• **Natural language region descriptions**
....

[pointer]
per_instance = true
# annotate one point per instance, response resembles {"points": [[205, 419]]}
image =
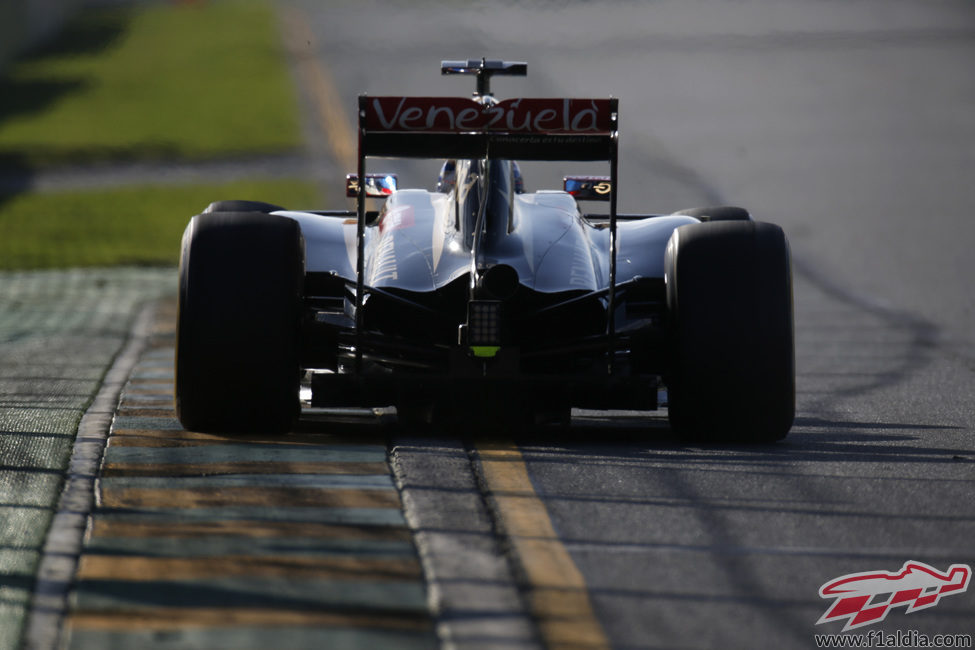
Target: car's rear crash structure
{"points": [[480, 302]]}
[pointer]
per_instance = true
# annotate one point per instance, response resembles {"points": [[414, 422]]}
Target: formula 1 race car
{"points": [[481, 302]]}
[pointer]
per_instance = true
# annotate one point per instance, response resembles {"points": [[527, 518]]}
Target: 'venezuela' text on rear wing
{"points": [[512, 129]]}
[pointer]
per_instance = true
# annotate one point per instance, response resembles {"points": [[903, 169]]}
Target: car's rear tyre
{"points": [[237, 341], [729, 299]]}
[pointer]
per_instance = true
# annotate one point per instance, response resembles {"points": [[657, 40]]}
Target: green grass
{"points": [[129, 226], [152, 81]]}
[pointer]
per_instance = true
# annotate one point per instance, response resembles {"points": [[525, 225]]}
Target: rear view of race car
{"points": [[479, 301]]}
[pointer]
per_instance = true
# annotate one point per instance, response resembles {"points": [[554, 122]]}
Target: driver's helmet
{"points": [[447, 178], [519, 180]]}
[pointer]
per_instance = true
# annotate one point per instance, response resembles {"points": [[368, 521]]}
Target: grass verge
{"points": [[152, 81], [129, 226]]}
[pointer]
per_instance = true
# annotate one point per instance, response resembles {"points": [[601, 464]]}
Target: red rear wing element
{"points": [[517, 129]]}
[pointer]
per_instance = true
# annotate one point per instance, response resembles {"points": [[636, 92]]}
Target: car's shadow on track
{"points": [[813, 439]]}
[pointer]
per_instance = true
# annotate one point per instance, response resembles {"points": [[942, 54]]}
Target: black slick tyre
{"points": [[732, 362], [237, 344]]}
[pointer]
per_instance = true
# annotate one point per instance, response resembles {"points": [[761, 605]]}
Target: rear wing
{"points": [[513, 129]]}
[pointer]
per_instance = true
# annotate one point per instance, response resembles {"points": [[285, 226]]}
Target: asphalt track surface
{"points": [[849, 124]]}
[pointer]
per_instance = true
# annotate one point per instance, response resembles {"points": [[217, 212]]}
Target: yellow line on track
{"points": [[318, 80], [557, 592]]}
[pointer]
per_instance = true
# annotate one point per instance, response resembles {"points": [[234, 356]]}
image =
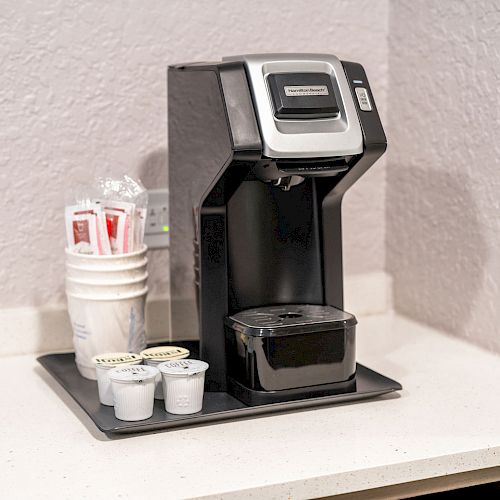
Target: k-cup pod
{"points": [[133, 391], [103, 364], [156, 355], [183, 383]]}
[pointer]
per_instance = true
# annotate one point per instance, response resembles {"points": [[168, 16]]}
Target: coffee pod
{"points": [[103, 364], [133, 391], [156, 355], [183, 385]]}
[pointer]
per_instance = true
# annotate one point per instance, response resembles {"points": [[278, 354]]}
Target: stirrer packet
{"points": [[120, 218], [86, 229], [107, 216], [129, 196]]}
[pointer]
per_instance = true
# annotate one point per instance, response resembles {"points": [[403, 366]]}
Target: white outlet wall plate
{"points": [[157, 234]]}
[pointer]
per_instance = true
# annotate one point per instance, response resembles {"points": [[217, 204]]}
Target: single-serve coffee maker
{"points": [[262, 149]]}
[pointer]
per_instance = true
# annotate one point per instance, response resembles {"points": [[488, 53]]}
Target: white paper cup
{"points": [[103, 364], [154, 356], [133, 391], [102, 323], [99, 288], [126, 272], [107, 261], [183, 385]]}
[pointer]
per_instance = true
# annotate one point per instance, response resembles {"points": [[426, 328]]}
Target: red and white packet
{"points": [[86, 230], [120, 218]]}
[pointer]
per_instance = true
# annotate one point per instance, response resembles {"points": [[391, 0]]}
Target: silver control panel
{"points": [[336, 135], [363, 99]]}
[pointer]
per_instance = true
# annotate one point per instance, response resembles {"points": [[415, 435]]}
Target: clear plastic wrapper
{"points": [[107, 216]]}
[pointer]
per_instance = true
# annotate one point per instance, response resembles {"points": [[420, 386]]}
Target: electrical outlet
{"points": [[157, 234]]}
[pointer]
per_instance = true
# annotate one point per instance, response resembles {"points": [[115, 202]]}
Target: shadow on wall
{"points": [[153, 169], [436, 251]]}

....

• **THE PROBLEM**
Whenever a picture appears, leave it out, and return every record exactly.

• **RESPONSE**
[pointer]
per_instance = true
# annotate one point per instance, response resembles {"points": [[205, 419]]}
image =
Target: car's rear crash structure
{"points": [[480, 302]]}
[pointer]
per_instance = true
# annotate one point per instance, response resembles {"points": [[414, 422]]}
Target: formula 1 race car
{"points": [[481, 302]]}
[pointer]
per_instance = true
# annotate one point per instance, response resembles {"points": [[527, 518]]}
Target: 'venezuela' text on rear wing
{"points": [[512, 129]]}
[pointer]
per_instance = true
# annotate one point per instance, response resembles {"points": [[903, 169]]}
Target: car's rear tyre
{"points": [[237, 341], [729, 299]]}
[pointer]
per_instance = true
# annotate one point per instance, response resembles {"points": [[657, 40]]}
Target: green grass
{"points": [[129, 226], [152, 81]]}
[pointer]
per_instance = true
# annotate one point per instance, response resembles {"points": [[525, 225]]}
Target: rear view of race car
{"points": [[479, 301]]}
[pointer]
per_instance = true
# annotate one point per instance, response resembles {"points": [[554, 122]]}
Target: driver's helmet
{"points": [[447, 178], [519, 180]]}
[pointer]
per_instance = true
# annotate one point per instance, response resembles {"points": [[368, 521]]}
Target: grass verge
{"points": [[152, 81], [129, 226]]}
[pointer]
per_instance = true
# annotate one point per instance, response resembles {"points": [[601, 464]]}
Target: red rear wing element
{"points": [[517, 129]]}
[pointer]
per_instance = true
# annotate one point per instance, response resembles {"points": [[636, 92]]}
Target: car's shadow on track
{"points": [[813, 439]]}
[pointer]
per_instance = true
# annotate one point per instance, response resembles {"points": [[942, 54]]}
Target: black slick tyre
{"points": [[732, 362], [237, 344]]}
[pointer]
per_instance = true
# annotate one point per instance, response resembles {"points": [[761, 605]]}
Target: rear wing
{"points": [[513, 129]]}
[pointer]
per_instance = true
# annotate one point per instance, response resembles {"points": [[285, 226]]}
Target: asphalt track surface
{"points": [[849, 124]]}
[pointer]
per_instance = true
# annotate one point per instance, response resembles {"points": [[217, 212]]}
Target: yellow line on track
{"points": [[318, 80], [557, 592]]}
[pointer]
per_instance = true
# annotate one point per instance, response resembles {"points": [[234, 356]]}
image =
Target: k-cup pod
{"points": [[133, 391], [103, 364], [156, 355], [183, 383]]}
[pointer]
per_instance = true
# annotate one point per instance, response resembles {"points": [[168, 16]]}
Target: coffee pod
{"points": [[103, 364], [133, 391], [156, 355], [183, 385]]}
[pointer]
per_instance = true
# annotate one point per instance, response resembles {"points": [[278, 354]]}
Target: stirrer packet
{"points": [[120, 218], [86, 229], [107, 216], [129, 196]]}
[pointer]
per_instance = true
# annotate one point per instance, response resembles {"points": [[403, 366]]}
Target: white outlet wall plate
{"points": [[157, 234]]}
[pointer]
per_instance = true
# annotate one point per instance, response resembles {"points": [[217, 204]]}
Target: single-serve coffee maker
{"points": [[262, 149]]}
[pointer]
per_instance = true
# annotate one point per instance, response resembles {"points": [[488, 53]]}
Target: white paper cup
{"points": [[103, 364], [154, 356], [133, 391], [102, 323], [99, 288], [126, 272], [107, 261], [183, 385]]}
[pointer]
per_instance = true
# annotate one point per instance, response resembles {"points": [[426, 328]]}
Target: red and white packet
{"points": [[86, 230], [120, 218]]}
[pointer]
per_instance = true
# annotate one point per instance, response resembles {"points": [[391, 0]]}
Target: silver control panel
{"points": [[336, 135], [363, 99]]}
[pointer]
per_instance = true
# annotate one point per instance, response resembles {"points": [[415, 435]]}
Target: clear plastic wrapper
{"points": [[107, 216]]}
[pointer]
per_instance = true
# annotate one point per instance, response resembles {"points": [[420, 386]]}
Target: electrical outlet
{"points": [[157, 234]]}
[pointer]
per_instance = true
# annotate one point per instance, response resembles {"points": [[115, 202]]}
Target: shadow on wall
{"points": [[153, 169], [436, 251]]}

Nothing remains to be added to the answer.